◆ **Tasks to complete**:
• 1. Answer these questions from the passage on Canadian wages, one line each:
(a) What percentage of Canadians were unhappy with their pay, according to the Indeed.com survey?
(b) What share of Canada's GDP did wages and salaries fall to in 2017?
(c) Which three places did the Bank for International Settlements name as most at risk of a banking crisis?
• 2. Decide whether each statement agrees with the passage on Canadian wages. Answer yes or no and quote the words that decide it.
(a) Real average wages grew by more than 1 per cent a year between 2005 and 2015.
(b) The federal budget announced a proactive pay equity law.
(c) By the end of last year, the average household debt to income ratio had reached 172 per cent.
• 3. Put this sentence from the passage on Canadian wages into Spanish: "Lifting up women’s wages would make such a difference to the economy."

◆ **Passage to read**:
--------------------------------

That about sums up how many Canadians seem to be feeling about their bosses.

A survey by Indeed.com earlier this year found that 83 per cent of Canadians are not happy with their pay.

And you’d think if markets worked the way we are told they should that the lowest unemployment rate since 1976 should be producing some decent pay raises as employers sweeten pay packages in order to retain and recruit workers.

Instead, the average hourly wage rate for available jobs barely increased in 2017. Adjusted for inflation or real average wages between 2005 and 2015 grew by less than 1 per cent a year. In other words, hardly at all.

It’s tough to grow the economy past what business economist Armine Yalnizyan calls the “slowth” rate when wages are virtually stagnant, and women are still dealing with sexist wage discrimination.

The federal government made a step in the right direction during the federal budget this month when it announced a proactive pay equity law.

Lifting up women’s wages would make such a difference to the economy. But it is going to take time for this law to result in real change for women.

According to Yalnizyan, wages and salaries as a share of Canada’s GDP is at an all-time low, dropping to 43.6 per cent in 2017, compared to a high of 51 per cent in 1976.

At the same time, and partly because of low wage growth, household debt levels are reaching stratospheric levels. By the end of last year, the average household debt to income ratio had grown to a whopping 172 per cent. Canadians are spending way more than they are earning. But this consumer spending has been fueling the anemic economic growth. Yalnizyan notes that consumer spending now accounts for the biggest share of GDP since 1961 when such data began to be collected.

In the meantime, the OECD has found that Canada’s household debt to GDP ratio is now higher than any of the 35 nations it monitors, both developed and developing countries.

Accordingly, this leaves Canada’s economy especially vulnerable to shocks. Just last week, the Bank for International Settlements, a global central banker, said that Canada, China and Hong Kong are most at risk of having a banking crisis.

This when most working Canadians have not recovered from the last financial crisis.

--------------------------------

◆ **Extracted data**:
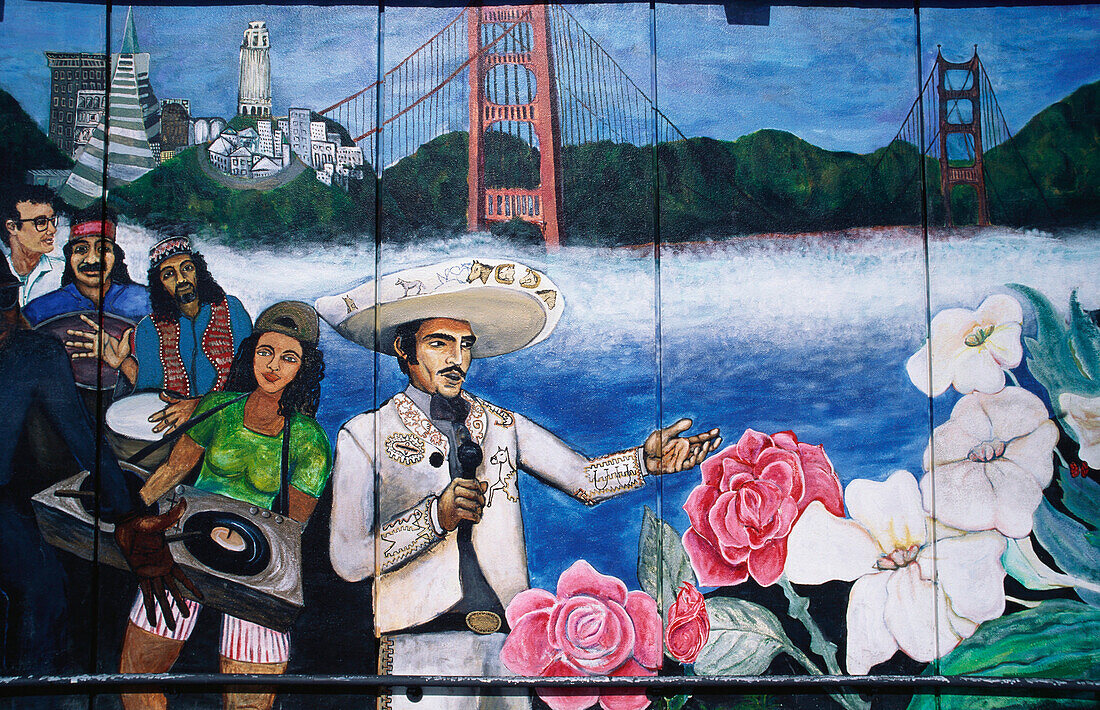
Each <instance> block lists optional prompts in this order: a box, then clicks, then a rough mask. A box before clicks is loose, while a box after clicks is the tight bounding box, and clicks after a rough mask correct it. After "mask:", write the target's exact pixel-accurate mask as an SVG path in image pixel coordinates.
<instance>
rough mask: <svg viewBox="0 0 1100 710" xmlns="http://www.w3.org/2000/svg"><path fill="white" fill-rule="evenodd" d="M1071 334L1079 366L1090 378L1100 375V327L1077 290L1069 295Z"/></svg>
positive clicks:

--------------------------------

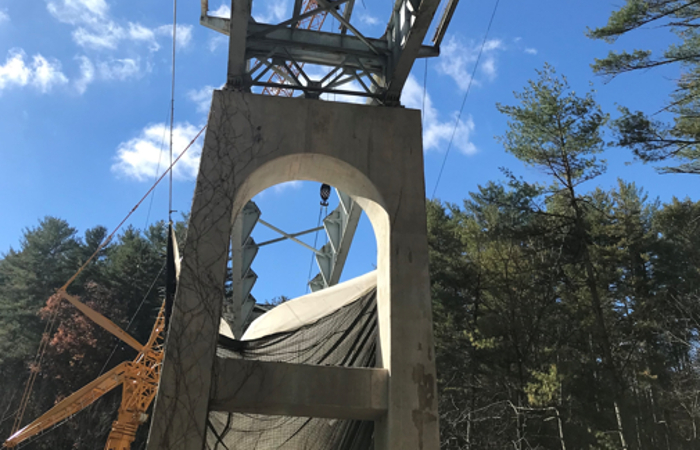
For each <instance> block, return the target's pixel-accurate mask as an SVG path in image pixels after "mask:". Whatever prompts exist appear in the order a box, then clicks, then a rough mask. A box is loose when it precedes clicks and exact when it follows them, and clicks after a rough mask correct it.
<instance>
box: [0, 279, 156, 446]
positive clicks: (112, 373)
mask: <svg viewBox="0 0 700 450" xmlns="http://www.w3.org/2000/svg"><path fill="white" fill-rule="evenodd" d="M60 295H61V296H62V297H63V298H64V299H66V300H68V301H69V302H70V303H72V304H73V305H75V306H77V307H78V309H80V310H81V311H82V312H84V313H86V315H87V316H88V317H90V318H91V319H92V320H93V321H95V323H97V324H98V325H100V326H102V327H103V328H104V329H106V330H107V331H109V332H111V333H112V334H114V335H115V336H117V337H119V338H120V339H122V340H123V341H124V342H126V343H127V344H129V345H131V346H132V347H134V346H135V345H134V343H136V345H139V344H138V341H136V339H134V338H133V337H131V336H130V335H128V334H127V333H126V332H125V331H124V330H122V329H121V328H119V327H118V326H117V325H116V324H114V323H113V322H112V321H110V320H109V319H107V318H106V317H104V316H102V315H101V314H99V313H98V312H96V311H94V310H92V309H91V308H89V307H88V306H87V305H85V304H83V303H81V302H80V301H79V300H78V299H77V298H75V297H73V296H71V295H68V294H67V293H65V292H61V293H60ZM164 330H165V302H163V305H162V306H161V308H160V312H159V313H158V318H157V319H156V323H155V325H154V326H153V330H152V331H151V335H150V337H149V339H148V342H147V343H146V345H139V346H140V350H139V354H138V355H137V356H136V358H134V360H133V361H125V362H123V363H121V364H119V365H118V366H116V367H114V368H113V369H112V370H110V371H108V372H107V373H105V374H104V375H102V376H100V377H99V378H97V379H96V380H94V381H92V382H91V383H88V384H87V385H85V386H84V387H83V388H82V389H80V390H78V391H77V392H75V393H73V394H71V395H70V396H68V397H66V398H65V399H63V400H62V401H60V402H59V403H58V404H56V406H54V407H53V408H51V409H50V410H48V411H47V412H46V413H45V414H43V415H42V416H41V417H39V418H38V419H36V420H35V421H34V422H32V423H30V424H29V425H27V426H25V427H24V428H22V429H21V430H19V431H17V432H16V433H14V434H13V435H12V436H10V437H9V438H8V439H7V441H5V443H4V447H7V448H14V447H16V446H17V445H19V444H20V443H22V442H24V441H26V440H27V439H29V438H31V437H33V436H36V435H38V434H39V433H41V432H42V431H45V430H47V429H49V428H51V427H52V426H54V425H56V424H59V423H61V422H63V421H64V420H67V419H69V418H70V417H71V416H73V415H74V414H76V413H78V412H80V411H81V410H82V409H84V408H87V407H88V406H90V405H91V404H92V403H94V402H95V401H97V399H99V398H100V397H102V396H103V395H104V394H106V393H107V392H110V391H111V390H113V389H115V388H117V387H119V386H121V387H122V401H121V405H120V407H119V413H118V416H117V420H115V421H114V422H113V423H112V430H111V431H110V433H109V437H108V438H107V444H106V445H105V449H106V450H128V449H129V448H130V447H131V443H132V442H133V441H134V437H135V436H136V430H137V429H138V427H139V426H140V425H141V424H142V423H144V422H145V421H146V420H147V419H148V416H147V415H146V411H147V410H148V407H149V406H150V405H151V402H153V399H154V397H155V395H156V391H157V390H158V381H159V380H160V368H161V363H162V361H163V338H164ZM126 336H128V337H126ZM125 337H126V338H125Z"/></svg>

--------------------------------

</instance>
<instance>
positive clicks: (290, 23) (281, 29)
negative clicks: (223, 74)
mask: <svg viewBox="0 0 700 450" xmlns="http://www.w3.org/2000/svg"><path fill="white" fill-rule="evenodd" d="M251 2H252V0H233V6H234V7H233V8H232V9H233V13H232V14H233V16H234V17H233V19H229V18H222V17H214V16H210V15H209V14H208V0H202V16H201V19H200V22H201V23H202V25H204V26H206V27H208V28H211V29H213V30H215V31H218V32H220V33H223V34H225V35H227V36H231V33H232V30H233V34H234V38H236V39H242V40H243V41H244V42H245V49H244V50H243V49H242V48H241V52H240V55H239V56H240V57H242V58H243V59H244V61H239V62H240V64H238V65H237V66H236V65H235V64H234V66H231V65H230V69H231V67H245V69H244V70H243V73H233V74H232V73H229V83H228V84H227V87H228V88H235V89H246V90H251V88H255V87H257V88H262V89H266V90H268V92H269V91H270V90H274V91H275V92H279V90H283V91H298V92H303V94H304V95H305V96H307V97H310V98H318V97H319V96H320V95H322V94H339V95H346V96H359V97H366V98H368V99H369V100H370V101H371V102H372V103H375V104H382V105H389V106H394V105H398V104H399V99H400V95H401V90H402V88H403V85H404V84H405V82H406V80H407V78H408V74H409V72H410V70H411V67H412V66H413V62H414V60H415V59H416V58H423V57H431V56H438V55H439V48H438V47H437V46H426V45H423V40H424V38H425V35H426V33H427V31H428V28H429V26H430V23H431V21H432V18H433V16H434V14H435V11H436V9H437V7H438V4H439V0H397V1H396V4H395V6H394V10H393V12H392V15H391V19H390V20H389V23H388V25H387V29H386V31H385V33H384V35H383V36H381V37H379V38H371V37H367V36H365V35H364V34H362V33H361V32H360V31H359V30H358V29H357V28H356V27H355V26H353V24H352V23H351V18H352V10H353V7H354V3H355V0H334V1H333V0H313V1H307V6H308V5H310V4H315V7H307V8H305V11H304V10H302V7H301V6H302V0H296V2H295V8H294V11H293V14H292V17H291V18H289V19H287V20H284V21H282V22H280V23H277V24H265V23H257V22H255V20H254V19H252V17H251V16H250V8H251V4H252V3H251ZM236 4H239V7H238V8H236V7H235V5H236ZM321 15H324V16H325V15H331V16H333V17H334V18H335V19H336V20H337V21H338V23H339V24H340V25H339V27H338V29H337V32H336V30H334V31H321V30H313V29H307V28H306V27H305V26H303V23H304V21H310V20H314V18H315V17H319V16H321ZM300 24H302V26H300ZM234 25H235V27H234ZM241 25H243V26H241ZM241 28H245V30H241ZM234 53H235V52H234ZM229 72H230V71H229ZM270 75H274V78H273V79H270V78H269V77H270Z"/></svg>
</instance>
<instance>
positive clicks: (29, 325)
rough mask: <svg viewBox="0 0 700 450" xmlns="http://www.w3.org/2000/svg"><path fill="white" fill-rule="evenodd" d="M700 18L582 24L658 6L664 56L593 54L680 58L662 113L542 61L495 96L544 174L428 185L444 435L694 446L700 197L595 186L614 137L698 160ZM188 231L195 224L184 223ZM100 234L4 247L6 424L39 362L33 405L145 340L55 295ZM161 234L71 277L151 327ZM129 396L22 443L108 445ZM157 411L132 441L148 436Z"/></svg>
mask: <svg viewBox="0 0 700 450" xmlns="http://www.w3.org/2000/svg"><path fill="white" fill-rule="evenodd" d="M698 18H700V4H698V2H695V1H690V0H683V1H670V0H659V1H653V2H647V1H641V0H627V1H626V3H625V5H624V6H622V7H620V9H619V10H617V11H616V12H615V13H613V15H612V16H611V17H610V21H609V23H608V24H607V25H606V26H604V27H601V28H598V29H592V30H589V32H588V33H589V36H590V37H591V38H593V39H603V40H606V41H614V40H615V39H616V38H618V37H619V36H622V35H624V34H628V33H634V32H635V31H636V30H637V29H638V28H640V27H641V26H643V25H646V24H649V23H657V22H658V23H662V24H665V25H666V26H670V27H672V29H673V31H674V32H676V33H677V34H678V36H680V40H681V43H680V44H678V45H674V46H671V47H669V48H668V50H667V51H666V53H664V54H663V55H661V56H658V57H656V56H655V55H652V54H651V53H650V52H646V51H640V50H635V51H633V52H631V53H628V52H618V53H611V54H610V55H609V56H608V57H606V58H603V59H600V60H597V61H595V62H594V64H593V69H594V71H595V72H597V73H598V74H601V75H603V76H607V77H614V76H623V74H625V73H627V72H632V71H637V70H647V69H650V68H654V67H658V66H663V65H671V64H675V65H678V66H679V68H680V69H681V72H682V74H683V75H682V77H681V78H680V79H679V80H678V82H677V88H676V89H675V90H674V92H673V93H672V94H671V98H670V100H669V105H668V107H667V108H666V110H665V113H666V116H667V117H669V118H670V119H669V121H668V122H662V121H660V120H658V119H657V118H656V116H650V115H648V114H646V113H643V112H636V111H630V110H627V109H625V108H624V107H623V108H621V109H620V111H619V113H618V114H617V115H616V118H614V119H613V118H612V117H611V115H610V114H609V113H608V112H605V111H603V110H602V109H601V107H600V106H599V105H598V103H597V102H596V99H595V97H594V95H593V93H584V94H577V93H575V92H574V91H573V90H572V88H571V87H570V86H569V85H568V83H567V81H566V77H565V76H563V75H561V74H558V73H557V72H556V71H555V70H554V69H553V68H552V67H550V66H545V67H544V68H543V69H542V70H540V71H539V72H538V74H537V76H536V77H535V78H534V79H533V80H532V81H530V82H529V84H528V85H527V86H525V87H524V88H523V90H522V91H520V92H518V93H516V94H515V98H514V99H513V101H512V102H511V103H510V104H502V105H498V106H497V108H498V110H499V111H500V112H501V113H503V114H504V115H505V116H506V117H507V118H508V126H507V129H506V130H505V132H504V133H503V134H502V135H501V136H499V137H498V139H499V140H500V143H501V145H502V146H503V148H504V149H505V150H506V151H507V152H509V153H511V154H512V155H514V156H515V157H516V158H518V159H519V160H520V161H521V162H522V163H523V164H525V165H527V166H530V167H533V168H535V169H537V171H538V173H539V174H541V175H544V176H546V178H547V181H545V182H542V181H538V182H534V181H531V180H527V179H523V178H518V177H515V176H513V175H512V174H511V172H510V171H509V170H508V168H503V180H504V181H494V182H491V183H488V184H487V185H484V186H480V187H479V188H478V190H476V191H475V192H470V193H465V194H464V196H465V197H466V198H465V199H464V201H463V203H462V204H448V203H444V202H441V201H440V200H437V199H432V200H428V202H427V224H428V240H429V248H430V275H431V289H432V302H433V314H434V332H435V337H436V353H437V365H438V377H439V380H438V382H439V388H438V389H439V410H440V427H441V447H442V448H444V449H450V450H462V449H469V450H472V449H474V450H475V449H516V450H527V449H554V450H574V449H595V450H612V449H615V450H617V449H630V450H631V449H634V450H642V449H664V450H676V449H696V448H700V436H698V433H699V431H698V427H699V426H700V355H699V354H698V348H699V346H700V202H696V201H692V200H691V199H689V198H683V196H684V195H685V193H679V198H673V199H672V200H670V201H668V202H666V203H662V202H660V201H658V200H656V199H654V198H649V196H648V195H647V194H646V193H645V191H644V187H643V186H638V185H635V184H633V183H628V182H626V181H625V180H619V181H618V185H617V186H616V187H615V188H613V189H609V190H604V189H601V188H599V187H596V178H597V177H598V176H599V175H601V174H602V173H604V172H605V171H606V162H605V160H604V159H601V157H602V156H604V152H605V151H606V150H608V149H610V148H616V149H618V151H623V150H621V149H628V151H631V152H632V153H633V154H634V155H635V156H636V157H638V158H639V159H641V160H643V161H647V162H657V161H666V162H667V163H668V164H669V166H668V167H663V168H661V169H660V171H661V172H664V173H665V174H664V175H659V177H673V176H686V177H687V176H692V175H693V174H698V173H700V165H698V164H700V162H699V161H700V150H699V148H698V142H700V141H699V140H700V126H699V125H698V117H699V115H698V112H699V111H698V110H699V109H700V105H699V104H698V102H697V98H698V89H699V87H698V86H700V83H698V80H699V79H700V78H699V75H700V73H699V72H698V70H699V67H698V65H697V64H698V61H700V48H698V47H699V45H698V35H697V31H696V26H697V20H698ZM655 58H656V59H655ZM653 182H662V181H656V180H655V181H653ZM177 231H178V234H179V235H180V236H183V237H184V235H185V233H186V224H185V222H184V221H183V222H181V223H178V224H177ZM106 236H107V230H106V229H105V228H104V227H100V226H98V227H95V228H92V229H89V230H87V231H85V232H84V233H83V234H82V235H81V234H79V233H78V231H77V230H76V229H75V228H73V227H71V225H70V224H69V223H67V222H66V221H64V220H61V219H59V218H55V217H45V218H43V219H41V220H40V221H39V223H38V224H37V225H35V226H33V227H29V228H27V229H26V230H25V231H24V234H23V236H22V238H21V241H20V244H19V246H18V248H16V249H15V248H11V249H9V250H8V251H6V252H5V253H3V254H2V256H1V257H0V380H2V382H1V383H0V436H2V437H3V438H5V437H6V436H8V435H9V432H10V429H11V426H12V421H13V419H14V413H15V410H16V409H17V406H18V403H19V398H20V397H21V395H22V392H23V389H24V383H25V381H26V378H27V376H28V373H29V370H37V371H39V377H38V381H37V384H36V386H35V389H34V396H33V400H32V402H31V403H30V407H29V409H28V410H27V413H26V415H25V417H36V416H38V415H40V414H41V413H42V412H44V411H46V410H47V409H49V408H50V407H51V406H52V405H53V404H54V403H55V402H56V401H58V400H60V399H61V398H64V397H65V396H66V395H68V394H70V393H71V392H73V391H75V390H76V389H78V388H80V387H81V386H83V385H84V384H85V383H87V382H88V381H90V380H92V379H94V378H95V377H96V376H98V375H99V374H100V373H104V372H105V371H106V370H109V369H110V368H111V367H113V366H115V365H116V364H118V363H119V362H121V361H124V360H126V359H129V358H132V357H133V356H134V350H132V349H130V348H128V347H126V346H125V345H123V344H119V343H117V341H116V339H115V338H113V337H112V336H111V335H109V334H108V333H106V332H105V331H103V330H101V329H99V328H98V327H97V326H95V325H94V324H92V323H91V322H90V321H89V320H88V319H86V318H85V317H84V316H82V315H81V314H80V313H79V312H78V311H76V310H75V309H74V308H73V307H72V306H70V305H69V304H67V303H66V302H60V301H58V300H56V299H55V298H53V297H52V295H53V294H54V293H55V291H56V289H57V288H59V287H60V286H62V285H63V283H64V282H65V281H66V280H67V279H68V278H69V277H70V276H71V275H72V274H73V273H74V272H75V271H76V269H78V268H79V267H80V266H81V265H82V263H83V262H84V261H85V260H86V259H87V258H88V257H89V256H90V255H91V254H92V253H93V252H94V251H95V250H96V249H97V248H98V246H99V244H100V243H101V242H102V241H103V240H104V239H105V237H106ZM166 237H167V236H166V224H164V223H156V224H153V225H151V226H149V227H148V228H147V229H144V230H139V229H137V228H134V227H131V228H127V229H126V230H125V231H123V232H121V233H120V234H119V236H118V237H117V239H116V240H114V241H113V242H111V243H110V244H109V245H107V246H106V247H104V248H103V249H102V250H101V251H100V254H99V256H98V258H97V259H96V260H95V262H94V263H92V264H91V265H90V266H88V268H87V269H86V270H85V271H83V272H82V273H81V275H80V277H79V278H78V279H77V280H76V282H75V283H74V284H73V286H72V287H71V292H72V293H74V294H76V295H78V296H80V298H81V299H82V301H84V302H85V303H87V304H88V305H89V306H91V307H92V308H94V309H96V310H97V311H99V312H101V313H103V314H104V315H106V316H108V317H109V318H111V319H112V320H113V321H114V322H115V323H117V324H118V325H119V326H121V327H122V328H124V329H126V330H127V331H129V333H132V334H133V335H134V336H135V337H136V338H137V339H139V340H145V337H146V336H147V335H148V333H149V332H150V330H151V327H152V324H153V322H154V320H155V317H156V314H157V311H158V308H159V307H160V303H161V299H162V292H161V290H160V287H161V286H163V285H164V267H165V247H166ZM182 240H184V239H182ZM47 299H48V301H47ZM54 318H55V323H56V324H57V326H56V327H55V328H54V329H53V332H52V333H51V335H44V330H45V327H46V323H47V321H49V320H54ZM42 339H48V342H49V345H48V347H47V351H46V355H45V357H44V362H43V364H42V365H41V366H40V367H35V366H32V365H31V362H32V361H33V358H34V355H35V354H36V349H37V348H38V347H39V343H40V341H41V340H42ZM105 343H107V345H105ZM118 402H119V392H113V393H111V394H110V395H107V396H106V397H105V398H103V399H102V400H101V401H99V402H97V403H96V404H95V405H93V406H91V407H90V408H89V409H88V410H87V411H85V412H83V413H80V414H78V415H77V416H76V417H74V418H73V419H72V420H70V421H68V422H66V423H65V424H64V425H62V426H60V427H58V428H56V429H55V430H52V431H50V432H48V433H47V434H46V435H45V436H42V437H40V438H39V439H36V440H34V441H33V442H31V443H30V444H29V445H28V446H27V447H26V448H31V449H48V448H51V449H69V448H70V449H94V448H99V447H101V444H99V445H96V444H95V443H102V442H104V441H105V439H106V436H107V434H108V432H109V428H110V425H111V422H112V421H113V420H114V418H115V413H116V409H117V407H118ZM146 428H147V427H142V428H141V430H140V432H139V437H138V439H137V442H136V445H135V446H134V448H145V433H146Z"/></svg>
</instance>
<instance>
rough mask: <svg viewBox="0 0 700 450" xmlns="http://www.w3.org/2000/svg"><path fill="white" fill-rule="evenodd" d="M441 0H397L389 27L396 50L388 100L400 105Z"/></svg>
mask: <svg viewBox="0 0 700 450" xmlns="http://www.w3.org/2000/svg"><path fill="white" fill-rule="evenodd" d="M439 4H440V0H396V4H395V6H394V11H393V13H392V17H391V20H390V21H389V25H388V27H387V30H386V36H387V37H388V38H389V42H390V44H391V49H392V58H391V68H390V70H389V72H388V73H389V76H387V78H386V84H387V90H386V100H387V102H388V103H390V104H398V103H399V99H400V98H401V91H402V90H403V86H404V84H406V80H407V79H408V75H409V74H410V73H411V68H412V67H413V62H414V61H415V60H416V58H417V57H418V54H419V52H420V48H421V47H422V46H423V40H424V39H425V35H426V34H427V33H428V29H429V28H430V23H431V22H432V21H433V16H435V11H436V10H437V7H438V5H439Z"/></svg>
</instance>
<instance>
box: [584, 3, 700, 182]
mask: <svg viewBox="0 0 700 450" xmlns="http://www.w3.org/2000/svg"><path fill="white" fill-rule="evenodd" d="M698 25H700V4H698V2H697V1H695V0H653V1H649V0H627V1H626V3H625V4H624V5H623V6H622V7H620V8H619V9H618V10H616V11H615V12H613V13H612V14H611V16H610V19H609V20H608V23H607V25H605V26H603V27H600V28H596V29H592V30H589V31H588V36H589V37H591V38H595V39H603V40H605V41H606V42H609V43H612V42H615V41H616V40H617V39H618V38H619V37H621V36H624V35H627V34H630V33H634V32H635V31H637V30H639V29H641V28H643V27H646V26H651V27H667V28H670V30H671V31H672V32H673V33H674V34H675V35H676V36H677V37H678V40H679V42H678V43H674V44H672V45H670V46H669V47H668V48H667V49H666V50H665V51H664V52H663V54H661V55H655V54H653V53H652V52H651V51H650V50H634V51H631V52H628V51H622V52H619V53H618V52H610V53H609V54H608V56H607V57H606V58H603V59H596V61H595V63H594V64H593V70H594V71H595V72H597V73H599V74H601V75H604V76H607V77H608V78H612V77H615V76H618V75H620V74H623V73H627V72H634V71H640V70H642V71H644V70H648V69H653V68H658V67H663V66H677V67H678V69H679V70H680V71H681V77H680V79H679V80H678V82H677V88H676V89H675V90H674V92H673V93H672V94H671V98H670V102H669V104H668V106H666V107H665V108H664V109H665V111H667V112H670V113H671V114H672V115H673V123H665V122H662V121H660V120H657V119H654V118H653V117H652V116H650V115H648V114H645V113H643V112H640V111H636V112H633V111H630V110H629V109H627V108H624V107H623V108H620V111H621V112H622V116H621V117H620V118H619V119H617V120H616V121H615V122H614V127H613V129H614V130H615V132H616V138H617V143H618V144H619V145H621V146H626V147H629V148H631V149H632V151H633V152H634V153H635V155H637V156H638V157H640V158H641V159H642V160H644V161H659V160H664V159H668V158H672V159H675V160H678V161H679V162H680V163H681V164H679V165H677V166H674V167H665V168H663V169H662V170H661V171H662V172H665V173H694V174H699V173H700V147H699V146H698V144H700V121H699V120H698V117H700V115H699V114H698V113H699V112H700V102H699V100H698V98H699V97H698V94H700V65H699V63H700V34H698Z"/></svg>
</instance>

--------------------------------

◆ **Responses for each task**:
• 1.
(a) 83 per cent
(b) 43.6 per cent
(c) Canada, China and Hong Kong

• 2.
(a) No: "grew by less than 1 per cent a year"
(b) Yes: "it announced a proactive pay equity law"
(c) Yes: "the average household debt to income ratio had grown to a whopping 172 per cent"

• 3. Aumentar los salarios de las mujeres marcaría una gran diferencia para la economía.